### WHAT YOU ARE ASKED TO DO
From the line that contains "Keypoint placement: for each instance of the person's" to the last line of the entries, write each line out exactly; include both ends and nothing else.

[Point localization data]
....

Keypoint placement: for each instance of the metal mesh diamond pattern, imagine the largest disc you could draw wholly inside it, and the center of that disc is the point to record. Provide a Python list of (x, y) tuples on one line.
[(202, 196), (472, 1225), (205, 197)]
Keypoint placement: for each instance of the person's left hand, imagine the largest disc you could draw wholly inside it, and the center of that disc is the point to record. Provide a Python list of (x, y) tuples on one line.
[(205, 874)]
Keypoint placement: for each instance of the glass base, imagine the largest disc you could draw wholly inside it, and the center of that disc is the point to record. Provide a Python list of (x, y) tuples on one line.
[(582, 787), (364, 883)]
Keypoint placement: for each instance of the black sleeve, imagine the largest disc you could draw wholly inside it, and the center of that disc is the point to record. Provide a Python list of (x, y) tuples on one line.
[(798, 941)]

....

### YOUR SOLUTION
Keypoint placement: for each instance of the person's left hand, imagine the largest disc you could draw wholly inside it, and the center of that disc is the point to record. Provide a Python list of (x, y) tuples on one line.
[(205, 874)]
Keypoint placement: for each instance of the glass base, imagine the largest disc you could draw wholly inside it, and the center of that disc is the point to record. Provide a Python list of (x, y) tuples on one line.
[(582, 787), (364, 883)]
Keypoint placement: for each instance of the black sleeve, imagine the largest disc you could draw wholly inside it, and the center of that disc is the point to record. Provide a Python list of (x, y) tuples on one line.
[(798, 941)]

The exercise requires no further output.